ホリスティック医学って何ですか
部分同士の、目には見えないつながりこそ大切です
帯津良一(帯津三敬病院院長)

  「ホリスティック医学って何ですか?」
これはよく聞かれる質問のうちのひとつです。いまだに英語で呼ばれていますが、日本語に訳するとすれば「全人的」とか「全体的」という意味です。最近ではホリスティックという言葉を使っても、そのまま受け入れてくれることが多くなりましたが、まだ広く一般的な言葉とはいえないでしょう。

 私が埼玉県川越市に「がんに対するホリスティックな医療」を行う病院を設立したのは1982年のことです。それまでの私は、長年の間、食道がんの外科医としてがんの治療に取り組んできました。しかし、ある時ふと、「がんの治療成績が西洋医学の進歩につりあっていないのでは?」という疑問を抱きました。1970年代も終わりの頃です。

 1970年代後半以降のがんの診断技術や治療に関する進歩というのは、それだけを見てみれば目覚しいものがあります。しかし、それらが治療成績には反映されていないのです。統計処理というのはいろいろなファクターが入りますので、いくぶんあてにならないところがあります。例えば、5年生存率というのもそのひとつです。仮に5年と1日で亡くなった方がいたとすれば、それは統計的に見ると、生存者に含まれるのです。

  その統計処理された5年生存率を、1990年から過去20年に遡って調べてみました。すると、医学はものすごい勢いで進歩しているのに、がんの治療成績はそれに見合うほど上がっていなかったのです。その時、私は、これは西洋医学のもっている宿命と限界ではなかろうかと感じたのです。これは、私が病院を設立するきっかけのひとつでもあります。

  西洋医学は臓器の部分を見ることにかけては、他のどの医学にも負けないものをもっています。ただ、あまりにも人間を臓器ごとの部分に分解してしまったために、人間をまるごとひとつの単位として考えることをおろそかにしてしまった感が否めません。部分部分に人間を切り離して考えてしまうと、部分同士の目には見えないつながりを、ずたずたに切ってしまうことになります。

  そのつながりこそが大切なのです。これからの医学は、つながりをまるごと一緒にみる医学でなければなりません。ホリスティック医学とはまさにそういうものです。

  このコラムを担当するにあたり、ホリスティック医学についての理解を少しでも深めてくださればと思います。

┄┄┄┄┄┄┄┄┄┄┄┄┄┄┄┄┄┄┄┄

= 課題内容 =
上のホリスティック医学についての文章で、「西洋医学は臓器の部分を見ることにかけては」で始まる段落を、主な内容を残して箇条書きにまとめてください。

= 元データ =
┄┄┄┄┄┄┄┄┄┄┄┄┄┄┄┄┄┄┄┄

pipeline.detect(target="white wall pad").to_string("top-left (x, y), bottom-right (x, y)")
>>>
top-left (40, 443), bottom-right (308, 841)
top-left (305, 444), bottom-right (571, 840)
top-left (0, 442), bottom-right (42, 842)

┄┄┄┄┄┄┄┄┄┄┄┄┄┄┄┄┄┄┄┄

= 解答欄 =
・西洋医学は、臓器の部分を見ることでは他のどの医学にも負けない。
・しかし人間を臓器ごとの部分に分解しすぎたため、人間をまるごとひとつの単位として考えることをおろそかにした感がある。
・人間を部分に切り離して考えると、部分同士の目に見えないつながりをずたずたに切ってしまう。